• Task requirements:
a. List the three kinds of public figures the column on the fetishization of pregnant women says can be seen everywhere, along with what each is doing.
b. In the column on the fetishization of pregnant women, how soon after giving birth are women said to "bounce back" to their "pre-pregnancy body"?
c. Pick up the column on the fetishization of pregnant women after its final sentence and write a continuation.

• Page extract:
──────────────────────────────
It pains me to start the year on such a curmudgeonly note, but am I the only one already sick of Victoria Beckham's fourth pregnancy?
I know - it was only announced yesterday. But already I predict months of seeing her strange marblish head atop the same sleek, slinky body, with an ever-inflating basketball right under her ribs where her loin fruit is perched.
The reason I'm sick of it, though, is not because she'll inevitably look like a pregnant mannequin, but because I am truly fed up with the fetishisation of pregnant women.
Everywhere, there are supermodels posing naked and pregnant. Pop stars exclaiming how they love their pregnant bodies. Young actresses barely old enough to vote saying they "can't wait" for motherhood.
It's enough to make this woman barf in a non pregnancy-related way.
I know family is the stock-in-trade of women's magazines, for example, but reading them these days might give one the impression that a woman's crowning achievement - her only achievement - is getting herself knocked up.
Her second greatest achievement, of course, being the fact she looks so bloody super-duper throughout her pregnancy and "bounces back" to her "pre-pregnancy body" within 10 days of giving birth.
Look, I like good gossip as much as the next person, and I can even stomach local celebrities in small doses. But do I have to breathlessly exclaim in wonderment when one ex-rugby player's wife is up the duff for the sixth time?! I've already marvelled at her womb-based adventures each of the last five gestations. One baby, I believe, was born on the way to the hospital.
Can I now just say, the whole thing has got a little excessive, a bit out of hand? Does this woman not want to do anything else with her life except endure endless rounds of nappy changing, washing and making macaroni cheese?
Again, reader, please don't think I'm anti-motherhood - far from it. It can be great. But in fact, while giving birth to a nine-pound baby is an awesome feat, it's raising great children and (consequently) great adults that is the real achievement.
Sorry to be crass, but allowing his sperm to meet your egg is not even the half of it. And pulling off the pregnancy "look" is not really the main point either.
Although it seems increasingly important: there is a growing industry cashing in on women's desire to be desirable throughout pregnancy.
Don't let your sex appeal wane through that critical nine months, for goodness' sake!
Heavily pregnant women getting Brazilian waxes are not urban legend - I've heard young beauticians openly discuss the ways and means of stripping the pubic hair off these lumbering ladies without triggering labour.
──────────────────────────────
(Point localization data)
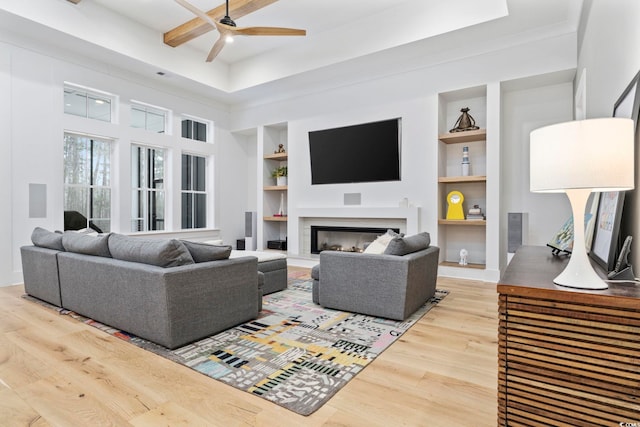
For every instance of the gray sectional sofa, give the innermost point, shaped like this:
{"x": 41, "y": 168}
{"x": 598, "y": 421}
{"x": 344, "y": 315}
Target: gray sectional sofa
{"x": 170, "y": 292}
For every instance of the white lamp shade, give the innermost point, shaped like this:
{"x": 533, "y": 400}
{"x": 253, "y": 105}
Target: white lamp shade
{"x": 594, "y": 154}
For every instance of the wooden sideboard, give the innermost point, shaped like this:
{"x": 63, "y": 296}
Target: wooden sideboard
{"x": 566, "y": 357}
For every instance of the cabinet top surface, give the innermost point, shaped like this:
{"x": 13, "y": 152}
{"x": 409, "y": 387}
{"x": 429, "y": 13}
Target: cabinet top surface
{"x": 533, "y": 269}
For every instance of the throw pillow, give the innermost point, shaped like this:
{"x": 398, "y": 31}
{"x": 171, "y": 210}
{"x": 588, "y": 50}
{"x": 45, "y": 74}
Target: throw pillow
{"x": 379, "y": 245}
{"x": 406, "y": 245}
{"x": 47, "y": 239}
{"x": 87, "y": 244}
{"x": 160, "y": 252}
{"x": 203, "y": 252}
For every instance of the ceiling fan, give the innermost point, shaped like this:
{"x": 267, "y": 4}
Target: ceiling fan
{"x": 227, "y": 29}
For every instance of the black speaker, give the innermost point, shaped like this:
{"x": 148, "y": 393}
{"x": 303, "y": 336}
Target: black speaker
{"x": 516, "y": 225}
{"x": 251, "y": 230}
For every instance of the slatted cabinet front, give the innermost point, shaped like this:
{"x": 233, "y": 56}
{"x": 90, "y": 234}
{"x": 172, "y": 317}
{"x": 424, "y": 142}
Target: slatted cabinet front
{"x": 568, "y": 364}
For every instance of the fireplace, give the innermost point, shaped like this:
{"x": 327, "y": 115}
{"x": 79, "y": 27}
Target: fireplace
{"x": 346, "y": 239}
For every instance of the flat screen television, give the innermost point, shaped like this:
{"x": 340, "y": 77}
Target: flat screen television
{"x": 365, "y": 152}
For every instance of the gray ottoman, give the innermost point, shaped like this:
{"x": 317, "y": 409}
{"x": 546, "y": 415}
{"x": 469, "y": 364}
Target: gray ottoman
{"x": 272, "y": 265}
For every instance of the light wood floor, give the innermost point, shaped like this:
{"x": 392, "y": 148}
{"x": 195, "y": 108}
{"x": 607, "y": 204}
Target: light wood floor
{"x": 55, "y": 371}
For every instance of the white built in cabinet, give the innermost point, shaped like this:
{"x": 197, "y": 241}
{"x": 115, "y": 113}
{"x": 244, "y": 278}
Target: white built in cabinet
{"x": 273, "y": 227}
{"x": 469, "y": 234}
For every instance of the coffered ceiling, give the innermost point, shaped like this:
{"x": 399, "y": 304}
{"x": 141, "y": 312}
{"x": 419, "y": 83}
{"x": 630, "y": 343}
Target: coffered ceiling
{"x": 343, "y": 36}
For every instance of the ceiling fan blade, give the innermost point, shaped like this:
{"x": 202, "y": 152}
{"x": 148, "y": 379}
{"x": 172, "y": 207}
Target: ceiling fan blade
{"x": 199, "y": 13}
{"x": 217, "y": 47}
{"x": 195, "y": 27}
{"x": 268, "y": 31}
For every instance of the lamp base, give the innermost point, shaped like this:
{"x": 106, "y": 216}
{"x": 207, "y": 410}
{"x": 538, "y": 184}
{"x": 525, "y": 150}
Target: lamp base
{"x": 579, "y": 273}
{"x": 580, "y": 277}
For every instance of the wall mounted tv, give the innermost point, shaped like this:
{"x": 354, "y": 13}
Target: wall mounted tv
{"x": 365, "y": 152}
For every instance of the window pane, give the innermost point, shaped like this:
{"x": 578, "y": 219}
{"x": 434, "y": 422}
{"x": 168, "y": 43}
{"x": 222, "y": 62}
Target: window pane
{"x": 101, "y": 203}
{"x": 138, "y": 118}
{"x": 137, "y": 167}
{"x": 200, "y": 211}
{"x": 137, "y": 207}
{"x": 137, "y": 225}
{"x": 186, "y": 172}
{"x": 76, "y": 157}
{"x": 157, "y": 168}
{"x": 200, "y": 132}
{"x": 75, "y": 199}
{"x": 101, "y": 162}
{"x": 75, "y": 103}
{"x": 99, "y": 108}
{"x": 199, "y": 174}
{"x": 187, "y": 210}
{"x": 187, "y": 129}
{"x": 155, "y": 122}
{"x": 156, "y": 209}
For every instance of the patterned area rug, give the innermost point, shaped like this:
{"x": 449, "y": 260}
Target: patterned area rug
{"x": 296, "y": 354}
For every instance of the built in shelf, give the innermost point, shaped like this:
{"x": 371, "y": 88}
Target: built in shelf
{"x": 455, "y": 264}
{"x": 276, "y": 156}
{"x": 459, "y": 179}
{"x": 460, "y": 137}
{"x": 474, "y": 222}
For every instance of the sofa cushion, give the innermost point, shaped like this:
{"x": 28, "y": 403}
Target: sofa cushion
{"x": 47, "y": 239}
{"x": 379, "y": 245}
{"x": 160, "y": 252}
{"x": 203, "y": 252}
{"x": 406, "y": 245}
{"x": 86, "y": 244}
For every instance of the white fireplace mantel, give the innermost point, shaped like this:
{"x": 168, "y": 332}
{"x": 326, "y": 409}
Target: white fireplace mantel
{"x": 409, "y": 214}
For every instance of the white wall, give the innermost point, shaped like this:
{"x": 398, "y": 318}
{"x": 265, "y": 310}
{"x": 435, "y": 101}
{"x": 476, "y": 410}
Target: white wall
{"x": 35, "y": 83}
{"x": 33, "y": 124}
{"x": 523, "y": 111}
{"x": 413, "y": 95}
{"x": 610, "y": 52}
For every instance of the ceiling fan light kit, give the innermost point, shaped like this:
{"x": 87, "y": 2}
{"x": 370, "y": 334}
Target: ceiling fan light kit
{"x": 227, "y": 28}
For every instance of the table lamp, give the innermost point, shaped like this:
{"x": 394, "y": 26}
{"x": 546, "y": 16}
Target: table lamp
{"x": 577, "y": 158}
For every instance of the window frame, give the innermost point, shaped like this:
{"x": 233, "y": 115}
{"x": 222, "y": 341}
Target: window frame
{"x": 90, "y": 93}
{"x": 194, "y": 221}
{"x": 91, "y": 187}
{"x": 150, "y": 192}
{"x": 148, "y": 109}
──────────────────────────────
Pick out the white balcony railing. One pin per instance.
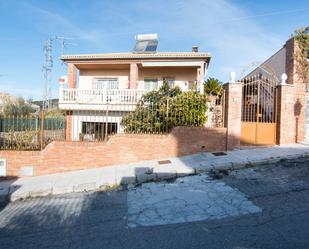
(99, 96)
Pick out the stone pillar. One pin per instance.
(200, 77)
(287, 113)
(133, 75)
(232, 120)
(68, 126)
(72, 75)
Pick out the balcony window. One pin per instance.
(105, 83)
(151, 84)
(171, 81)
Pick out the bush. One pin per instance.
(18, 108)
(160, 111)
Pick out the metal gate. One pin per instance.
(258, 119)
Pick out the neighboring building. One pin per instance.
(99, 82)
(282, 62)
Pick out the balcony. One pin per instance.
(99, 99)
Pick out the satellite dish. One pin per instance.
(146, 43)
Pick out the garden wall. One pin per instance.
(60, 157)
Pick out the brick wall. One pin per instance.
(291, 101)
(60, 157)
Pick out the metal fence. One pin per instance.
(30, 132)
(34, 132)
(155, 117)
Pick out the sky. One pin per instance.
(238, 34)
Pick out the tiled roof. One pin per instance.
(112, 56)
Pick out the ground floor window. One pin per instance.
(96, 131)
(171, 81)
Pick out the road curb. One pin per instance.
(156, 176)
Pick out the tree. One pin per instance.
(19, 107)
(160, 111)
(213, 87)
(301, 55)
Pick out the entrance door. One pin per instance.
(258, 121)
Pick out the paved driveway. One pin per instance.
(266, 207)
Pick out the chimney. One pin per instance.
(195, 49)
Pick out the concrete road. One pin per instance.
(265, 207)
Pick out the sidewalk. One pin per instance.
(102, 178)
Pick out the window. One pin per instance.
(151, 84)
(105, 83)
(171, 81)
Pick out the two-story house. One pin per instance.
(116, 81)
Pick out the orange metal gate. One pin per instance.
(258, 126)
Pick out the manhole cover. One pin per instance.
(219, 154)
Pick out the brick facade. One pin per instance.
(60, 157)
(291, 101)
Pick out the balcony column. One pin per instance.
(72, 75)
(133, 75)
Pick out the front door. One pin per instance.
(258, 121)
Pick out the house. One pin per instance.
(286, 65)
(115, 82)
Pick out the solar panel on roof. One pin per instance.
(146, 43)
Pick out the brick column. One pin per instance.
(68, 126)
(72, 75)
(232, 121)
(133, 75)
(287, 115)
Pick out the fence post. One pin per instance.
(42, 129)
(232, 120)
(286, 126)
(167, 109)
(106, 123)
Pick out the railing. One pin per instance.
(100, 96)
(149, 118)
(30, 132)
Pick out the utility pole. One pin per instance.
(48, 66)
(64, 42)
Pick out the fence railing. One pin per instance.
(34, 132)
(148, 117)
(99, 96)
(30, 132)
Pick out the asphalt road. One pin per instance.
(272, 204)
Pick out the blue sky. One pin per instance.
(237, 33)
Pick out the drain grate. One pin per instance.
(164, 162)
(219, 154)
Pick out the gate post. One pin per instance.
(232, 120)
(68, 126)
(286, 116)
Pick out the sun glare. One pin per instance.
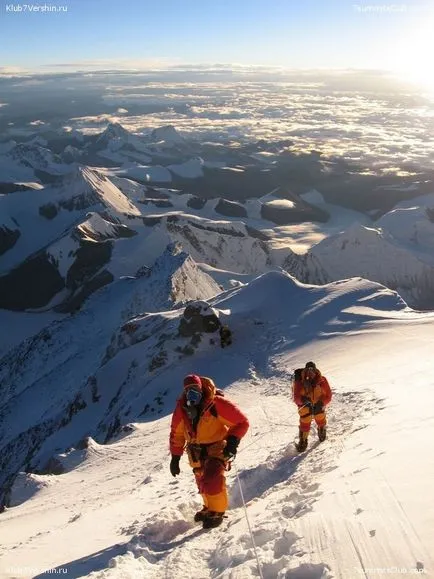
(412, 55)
──────────────────────────────
• Exercise results:
a.
- Supermodels posing naked and pregnant
- Pop stars exclaiming how they love their pregnant bodies
- Young actresses barely old enough to vote saying they "can't wait" for motherhood

b. Within 10 days of giving birth.

c.
The other day I was an Auckland department store and stood, gobsmacked, at row upon row of pregnancy lingerie - racy French maid numbers; lacy balconette bras, teddies and feathers were for sale.
Not only that, but dresses made "to birth in" were also on offer. So now we even have to look spiffing as we spit, snarl, heave and moan, do we?
At the Daily Mail, a story suggests lingerie for the pregnant woman has gone a step further still. Control pants for ladies waiting to give birth are apparently the latest fad in Britain.
They keep the bump nice and manageable, especially for those red carpet appearances.
One of the Mail's columnists took the pregnancy body stocking home to show her intrigued husband, who studied the garment with a quizzical look on his face before asking, in all seriousness, "but where does the baby go?"
I know some women might be up in arms about this sentiment. They'll baulk at any suggestion pregnancy is anything less than utterly sacred and special.
They'll insist they have sex nine times a day throughout pregnancy, and emphatically deny that striving to be a hot mama-to-be is in any way retrograde.
They'll say, no doubt, that they do it for themselves, not for men, yadda yadda yadda.
Which is just as well, if an anecdote I once heard at a party is true.
During her home-based labour, a heavily pregnant woman thought she might be relieved by having a warm shower, and asked her husband to come into the shower with her and rub her shoulders to ease the pain.
He did so, and without thinking, as he caressed her flanks, exclaimed "this must be like rubbing elephants down at the zoo".
It might go some way to explaining why most pregnant women are on a hiding to nothing in trying to retain their inner sex goddess!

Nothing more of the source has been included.